= Exercise goal =
Without the pictures, set down every record below exactly as it reads.
━━━━━━━━━━━━━━━━
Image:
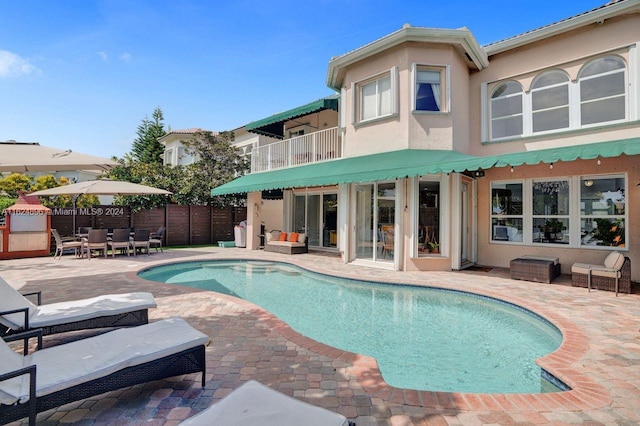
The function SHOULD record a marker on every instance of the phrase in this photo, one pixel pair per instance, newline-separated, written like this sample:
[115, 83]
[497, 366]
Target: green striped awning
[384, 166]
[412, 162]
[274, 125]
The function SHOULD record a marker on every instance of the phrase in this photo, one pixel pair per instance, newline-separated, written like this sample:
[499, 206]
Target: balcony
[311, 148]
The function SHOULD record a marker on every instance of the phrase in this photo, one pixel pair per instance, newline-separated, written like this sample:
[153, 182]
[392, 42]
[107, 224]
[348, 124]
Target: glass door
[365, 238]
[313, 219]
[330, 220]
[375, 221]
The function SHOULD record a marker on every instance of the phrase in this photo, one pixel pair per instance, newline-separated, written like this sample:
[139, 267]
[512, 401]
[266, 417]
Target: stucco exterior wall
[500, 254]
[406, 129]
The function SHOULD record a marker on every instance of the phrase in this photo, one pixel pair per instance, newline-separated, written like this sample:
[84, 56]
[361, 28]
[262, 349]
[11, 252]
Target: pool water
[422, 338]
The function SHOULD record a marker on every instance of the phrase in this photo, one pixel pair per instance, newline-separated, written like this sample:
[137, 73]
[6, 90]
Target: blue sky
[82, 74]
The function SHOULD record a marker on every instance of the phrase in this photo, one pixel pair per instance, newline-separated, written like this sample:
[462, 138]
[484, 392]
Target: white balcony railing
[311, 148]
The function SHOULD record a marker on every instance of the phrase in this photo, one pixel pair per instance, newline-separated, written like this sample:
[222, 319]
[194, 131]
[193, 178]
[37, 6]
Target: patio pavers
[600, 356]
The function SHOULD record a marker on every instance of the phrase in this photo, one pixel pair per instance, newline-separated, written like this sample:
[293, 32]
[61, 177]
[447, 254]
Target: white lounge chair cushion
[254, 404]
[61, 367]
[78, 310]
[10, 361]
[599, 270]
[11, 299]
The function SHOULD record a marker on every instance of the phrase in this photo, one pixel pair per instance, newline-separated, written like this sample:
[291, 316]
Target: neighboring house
━━━━━━━━━━━━━━━━
= Task answer =
Image:
The function SHOULD record a marker on every instance of the phrase in this photo, one pixel pair per instance, newline-separated, written like this sample:
[115, 83]
[497, 366]
Target: green striped awning
[384, 166]
[412, 162]
[274, 125]
The function SHOULD record a marker on every instance of the phrase in this photo, one pixel pair per instance, newline-separated, written like this sample:
[499, 206]
Target: balcony
[311, 148]
The function SHOULD record a marker on every instance of the phrase in this photo, one pixel pair per instance, newline-separated, written like this sample:
[153, 182]
[392, 42]
[107, 224]
[348, 124]
Target: glass door
[365, 238]
[313, 219]
[330, 220]
[375, 221]
The function SHOULD record a marker on every instance of the phrase in this photo, one pixel pair per instance, newline-separated, written like this sample:
[139, 267]
[512, 401]
[266, 417]
Target: stucco exterior wall
[500, 254]
[406, 129]
The function SHOULD record a marker on every instance of the phrase in this photo, one pixel pair per instance, newline-separated, written like this sample:
[84, 56]
[361, 28]
[262, 349]
[11, 252]
Target: pool water
[422, 338]
The function SHOULD record a marker on every instance of the phrase in this photo, one pixel pair per instance, newline-separated, written like this sample:
[137, 73]
[6, 90]
Target: blue sky
[82, 74]
The function SHOULD record a marker on every instance of the phrase in this photo, one pixel pair per instance, newline-separated, written like this sample:
[462, 138]
[484, 392]
Target: white balcony railing
[311, 148]
The function SHOULD record a marker on every instance of the phrase in this photo, one pixel pair per instance, newline-separated, written like this sample:
[222, 319]
[194, 131]
[193, 178]
[37, 6]
Target: patio pavers
[600, 356]
The function SHOULD record a marker on every instance of the phrase in this photo, one pixel pair per instance, newline-separated, written like this sample:
[293, 32]
[61, 177]
[447, 254]
Target: white lounge chair cushion
[254, 404]
[61, 367]
[78, 310]
[10, 361]
[599, 270]
[11, 299]
The function SHOULD record a marker on every instance of the phrase in this photo, one pixel pair per instance, newline-separated, written like this sample:
[291, 316]
Target: neighboring house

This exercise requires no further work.